── RECORDED DATA ──

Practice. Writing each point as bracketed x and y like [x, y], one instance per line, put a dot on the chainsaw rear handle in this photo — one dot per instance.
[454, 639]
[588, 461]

───
── RECORDED DATA ──

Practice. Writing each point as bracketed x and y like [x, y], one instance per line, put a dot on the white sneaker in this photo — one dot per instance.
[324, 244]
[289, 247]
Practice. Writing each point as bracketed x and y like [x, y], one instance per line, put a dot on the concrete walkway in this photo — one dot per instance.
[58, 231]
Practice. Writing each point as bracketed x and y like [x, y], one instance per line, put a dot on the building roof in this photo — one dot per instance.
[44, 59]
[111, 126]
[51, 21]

───

Pick out every line of the material above that contains the word "this" and copy each of those lines.

- _THE SOLUTION_
Practice. Writing each point as bracketed x and y like [x, y], one instance per line, put a dot on the chainsaw rear handle in this photo — one dot per instance.
Practice. Writing each point as bracketed x and y like [x, y], one instance per line, put a dot on the white sneaker in this photo — one dot per instance.
Practice. Writing each point as bracketed x and y like [x, y], one instance per line, put a dot on the concrete walkway in this photo — one dot per instance.
Practice. Writing each point as bracketed x and y like [x, y], one instance per line, put a dot on the building roof in this photo — one dot per instance.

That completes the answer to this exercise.